• **Exercise requirements**:
Convert the part of the listing below into a numbered list. Begin at the line that contains "Where can the white window", stop after the line that contains "Where can the slate", and omit any blank lines.
┌────────
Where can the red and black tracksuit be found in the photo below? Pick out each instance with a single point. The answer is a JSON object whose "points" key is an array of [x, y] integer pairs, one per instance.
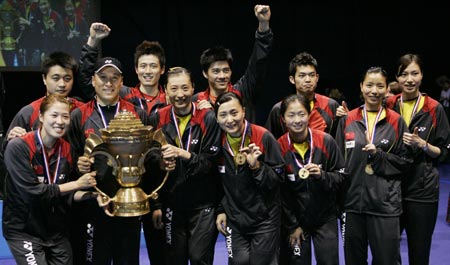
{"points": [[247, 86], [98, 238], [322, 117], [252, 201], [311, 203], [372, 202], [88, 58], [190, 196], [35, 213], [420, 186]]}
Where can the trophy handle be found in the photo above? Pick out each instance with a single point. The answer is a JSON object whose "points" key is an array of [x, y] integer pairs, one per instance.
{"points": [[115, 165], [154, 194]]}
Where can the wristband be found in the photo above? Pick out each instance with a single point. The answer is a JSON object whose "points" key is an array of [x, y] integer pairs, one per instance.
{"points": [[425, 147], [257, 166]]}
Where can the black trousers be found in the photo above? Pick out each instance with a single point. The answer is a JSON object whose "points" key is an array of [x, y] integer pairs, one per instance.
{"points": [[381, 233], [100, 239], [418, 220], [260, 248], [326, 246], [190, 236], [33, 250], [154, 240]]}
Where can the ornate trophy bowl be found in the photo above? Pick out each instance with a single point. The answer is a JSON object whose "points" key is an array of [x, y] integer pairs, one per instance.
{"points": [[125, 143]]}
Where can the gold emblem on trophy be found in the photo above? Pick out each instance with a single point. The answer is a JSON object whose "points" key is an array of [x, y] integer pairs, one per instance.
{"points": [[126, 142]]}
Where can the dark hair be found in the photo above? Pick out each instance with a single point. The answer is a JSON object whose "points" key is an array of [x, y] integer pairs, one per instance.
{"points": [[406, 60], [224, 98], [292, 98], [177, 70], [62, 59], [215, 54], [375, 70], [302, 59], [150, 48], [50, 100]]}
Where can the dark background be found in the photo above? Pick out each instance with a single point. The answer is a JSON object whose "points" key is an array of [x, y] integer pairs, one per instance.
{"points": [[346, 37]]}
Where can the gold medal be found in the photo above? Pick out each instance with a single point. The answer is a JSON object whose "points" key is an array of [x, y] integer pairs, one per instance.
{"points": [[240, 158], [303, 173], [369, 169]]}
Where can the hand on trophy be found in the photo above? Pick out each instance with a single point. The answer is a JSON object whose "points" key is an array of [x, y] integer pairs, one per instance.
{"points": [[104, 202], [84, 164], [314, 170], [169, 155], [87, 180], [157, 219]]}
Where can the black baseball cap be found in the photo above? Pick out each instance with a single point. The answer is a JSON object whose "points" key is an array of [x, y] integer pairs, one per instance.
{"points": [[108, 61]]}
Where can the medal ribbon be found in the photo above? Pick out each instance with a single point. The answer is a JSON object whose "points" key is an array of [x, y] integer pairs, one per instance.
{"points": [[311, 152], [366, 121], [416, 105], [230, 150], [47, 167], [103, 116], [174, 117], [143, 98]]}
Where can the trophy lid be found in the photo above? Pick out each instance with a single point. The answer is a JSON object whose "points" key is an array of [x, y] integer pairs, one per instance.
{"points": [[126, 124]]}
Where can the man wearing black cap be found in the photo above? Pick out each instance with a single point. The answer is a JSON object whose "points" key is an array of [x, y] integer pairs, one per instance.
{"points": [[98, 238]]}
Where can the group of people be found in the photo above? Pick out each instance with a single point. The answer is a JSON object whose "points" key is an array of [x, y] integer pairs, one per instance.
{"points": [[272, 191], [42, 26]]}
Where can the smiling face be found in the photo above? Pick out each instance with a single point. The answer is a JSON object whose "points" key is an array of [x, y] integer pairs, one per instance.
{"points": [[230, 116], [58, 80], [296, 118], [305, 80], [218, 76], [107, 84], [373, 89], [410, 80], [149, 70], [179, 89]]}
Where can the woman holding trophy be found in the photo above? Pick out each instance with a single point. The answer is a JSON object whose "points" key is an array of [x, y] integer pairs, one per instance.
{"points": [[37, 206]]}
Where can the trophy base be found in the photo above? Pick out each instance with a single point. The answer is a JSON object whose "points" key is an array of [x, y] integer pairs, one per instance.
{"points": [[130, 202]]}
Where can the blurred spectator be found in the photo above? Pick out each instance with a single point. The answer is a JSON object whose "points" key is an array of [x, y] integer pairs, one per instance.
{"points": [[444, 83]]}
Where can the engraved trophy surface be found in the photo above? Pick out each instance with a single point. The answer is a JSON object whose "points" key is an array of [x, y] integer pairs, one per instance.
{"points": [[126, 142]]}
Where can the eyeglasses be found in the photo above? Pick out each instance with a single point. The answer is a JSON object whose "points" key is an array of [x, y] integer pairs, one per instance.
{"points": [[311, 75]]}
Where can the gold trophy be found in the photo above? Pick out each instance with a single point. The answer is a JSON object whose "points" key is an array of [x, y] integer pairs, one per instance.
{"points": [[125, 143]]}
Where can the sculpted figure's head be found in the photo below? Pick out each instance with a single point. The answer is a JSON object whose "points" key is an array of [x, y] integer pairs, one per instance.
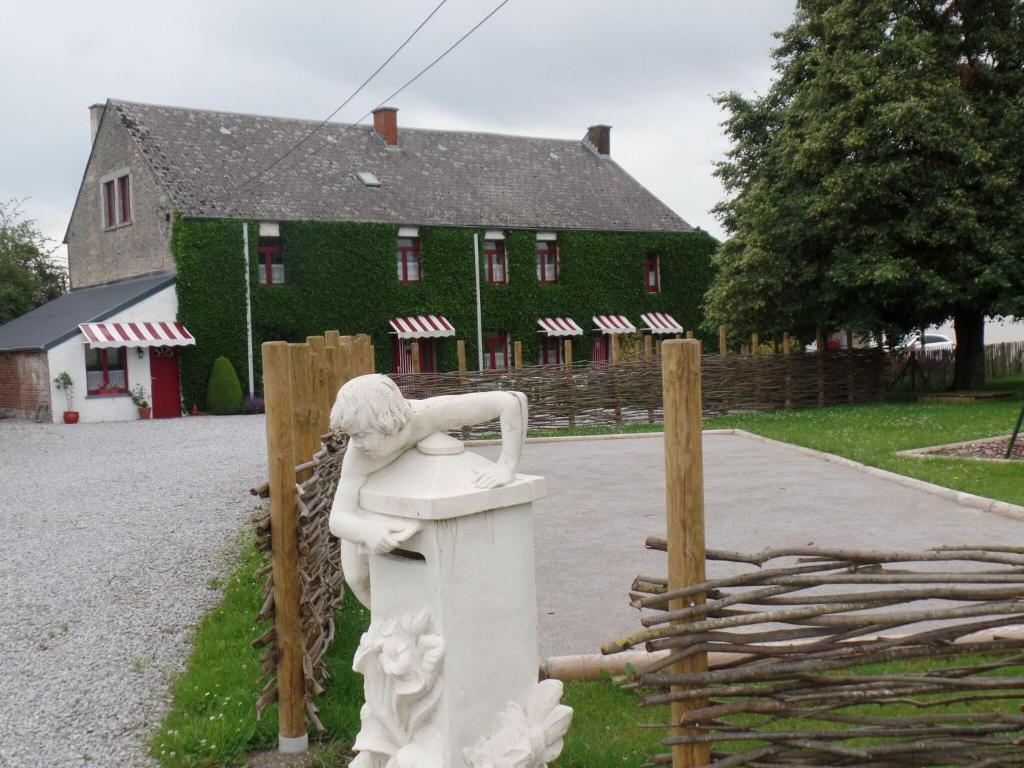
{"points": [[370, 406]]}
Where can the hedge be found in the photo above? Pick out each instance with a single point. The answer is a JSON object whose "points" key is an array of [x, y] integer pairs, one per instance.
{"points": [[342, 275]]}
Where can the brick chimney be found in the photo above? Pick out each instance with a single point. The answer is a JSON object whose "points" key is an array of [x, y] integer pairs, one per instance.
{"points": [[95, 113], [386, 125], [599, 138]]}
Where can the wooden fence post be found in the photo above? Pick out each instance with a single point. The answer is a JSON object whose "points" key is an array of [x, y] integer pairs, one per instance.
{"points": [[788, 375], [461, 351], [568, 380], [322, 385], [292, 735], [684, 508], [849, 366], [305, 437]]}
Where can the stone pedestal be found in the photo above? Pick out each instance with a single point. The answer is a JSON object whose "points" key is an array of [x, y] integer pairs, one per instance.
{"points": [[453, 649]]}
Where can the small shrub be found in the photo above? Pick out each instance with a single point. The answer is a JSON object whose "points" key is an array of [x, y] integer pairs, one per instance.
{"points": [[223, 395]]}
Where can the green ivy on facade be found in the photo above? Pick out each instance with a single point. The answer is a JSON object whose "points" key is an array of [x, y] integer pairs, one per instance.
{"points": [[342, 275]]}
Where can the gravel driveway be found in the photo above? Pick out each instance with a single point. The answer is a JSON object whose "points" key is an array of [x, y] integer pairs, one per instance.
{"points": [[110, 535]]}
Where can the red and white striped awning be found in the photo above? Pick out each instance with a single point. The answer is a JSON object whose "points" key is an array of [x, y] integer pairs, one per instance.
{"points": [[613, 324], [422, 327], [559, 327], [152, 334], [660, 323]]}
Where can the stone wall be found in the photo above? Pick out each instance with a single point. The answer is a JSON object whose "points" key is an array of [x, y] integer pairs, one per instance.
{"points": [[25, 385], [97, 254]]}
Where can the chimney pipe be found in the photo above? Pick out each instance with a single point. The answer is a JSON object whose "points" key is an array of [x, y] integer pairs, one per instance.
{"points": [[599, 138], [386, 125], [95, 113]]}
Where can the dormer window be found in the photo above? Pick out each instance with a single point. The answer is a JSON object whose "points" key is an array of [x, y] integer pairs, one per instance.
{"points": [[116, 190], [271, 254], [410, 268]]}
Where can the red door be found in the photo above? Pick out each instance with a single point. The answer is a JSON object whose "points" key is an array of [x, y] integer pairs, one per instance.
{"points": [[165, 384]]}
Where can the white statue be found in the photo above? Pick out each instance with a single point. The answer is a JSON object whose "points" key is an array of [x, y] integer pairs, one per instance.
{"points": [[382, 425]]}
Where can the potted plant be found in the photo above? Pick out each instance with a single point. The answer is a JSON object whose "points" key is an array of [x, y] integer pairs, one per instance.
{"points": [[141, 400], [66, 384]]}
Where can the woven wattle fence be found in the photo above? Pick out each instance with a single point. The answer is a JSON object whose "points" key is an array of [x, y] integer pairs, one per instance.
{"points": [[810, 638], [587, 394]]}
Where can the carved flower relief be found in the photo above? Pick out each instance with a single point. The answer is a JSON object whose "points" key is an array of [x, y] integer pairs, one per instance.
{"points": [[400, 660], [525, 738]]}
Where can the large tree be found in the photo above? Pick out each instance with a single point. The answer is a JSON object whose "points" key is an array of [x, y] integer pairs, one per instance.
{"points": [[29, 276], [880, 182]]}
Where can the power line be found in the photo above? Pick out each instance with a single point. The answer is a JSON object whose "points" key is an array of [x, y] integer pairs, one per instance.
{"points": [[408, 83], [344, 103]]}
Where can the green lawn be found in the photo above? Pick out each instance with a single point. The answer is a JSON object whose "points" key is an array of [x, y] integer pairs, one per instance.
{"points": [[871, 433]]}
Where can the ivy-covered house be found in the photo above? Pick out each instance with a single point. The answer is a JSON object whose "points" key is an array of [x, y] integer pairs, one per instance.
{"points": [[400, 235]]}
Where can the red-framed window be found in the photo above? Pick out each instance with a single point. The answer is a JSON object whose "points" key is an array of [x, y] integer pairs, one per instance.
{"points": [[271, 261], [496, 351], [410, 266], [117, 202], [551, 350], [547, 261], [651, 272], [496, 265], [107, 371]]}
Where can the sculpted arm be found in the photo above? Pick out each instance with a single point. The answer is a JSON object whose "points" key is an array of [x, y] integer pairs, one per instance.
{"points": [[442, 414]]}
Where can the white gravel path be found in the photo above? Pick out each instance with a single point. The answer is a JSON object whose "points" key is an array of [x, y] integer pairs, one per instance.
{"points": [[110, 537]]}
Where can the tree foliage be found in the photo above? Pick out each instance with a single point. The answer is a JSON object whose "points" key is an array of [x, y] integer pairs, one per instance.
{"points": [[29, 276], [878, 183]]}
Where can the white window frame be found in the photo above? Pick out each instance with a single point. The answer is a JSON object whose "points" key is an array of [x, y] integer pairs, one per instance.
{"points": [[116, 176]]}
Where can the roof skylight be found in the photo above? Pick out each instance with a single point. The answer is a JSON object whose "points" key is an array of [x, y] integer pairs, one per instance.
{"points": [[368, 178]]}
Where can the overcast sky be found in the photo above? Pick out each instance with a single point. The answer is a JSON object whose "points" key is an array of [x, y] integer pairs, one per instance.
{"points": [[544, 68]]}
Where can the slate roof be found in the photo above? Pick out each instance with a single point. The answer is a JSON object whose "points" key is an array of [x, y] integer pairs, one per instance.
└────────
┌────────
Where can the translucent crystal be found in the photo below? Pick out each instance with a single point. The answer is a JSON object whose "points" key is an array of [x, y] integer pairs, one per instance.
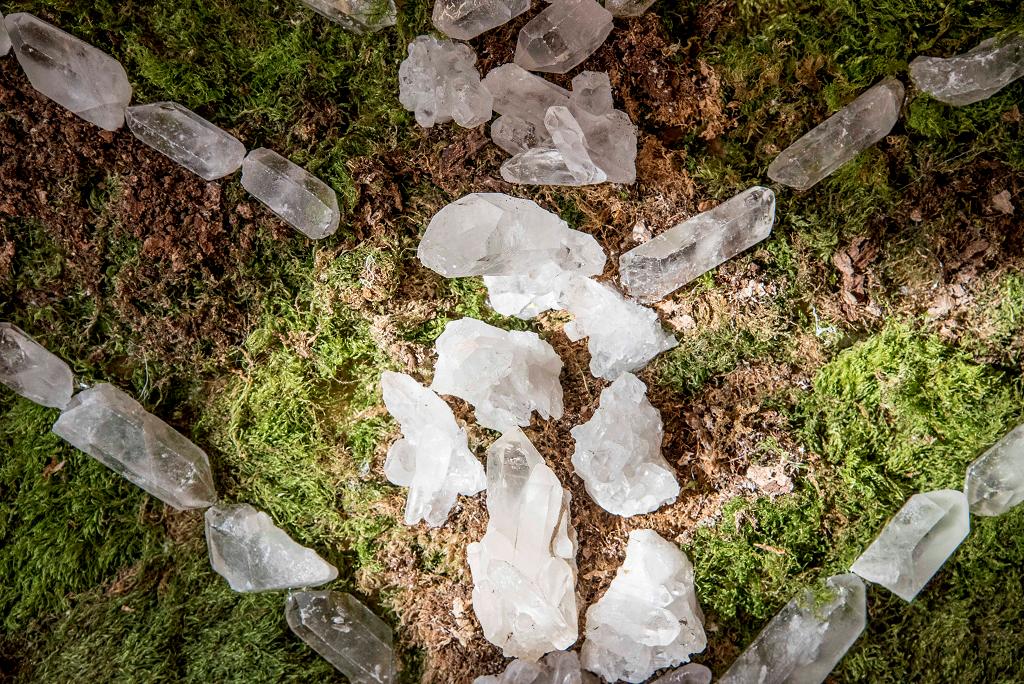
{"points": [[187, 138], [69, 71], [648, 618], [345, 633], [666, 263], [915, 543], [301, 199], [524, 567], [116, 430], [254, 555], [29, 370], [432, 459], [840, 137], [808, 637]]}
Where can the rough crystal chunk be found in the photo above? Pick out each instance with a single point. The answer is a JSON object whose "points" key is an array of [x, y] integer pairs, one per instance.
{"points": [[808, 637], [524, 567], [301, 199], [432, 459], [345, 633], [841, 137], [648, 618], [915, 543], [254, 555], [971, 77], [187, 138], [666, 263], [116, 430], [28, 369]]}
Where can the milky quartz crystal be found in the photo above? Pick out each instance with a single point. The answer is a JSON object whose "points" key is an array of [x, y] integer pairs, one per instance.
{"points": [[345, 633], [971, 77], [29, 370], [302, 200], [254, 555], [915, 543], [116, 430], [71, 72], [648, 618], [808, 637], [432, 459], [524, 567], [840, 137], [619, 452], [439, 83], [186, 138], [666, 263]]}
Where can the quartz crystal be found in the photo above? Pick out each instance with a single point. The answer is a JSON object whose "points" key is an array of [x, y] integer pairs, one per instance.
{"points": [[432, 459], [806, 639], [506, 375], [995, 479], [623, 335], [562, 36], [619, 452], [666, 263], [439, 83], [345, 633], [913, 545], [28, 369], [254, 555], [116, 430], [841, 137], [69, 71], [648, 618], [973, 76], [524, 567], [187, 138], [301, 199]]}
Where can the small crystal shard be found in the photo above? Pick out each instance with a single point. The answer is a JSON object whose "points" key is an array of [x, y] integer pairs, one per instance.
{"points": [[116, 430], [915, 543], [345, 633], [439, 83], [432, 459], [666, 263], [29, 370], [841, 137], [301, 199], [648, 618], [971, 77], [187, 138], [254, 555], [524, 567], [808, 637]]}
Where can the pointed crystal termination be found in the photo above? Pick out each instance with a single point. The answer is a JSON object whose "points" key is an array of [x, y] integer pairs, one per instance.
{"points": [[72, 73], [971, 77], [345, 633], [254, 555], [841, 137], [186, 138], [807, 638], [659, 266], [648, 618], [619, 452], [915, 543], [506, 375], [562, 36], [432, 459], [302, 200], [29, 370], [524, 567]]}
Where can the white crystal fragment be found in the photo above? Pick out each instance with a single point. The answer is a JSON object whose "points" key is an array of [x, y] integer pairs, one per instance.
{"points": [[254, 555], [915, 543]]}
└────────
• **Response**:
1. Where can the white window frame be found in the photo above? Pick out each instance with a single point. The answer is a JSON object whose "points" key is an array of [x, y] integer pairs, one per instance.
2. {"points": [[116, 176]]}
3. Where can the roof skylight be found in the photo above? Pick out each instance with a single point. The answer is a JSON object whose "points" key is an array of [x, y] integer pairs, one per instance.
4. {"points": [[368, 178]]}
5. Where can the overcast sky be found in the photo above? Pick out each instance with a single point. The answer is a JSON object whose "points" key is an array of [x, y] integer pairs, one per instance.
6. {"points": [[544, 68]]}
7. Where can the slate roof be found in the photo above? Pick out each instance with a single point. The answer is a JSON object whose "points" key is an array of [x, y] integer pairs, one per instance.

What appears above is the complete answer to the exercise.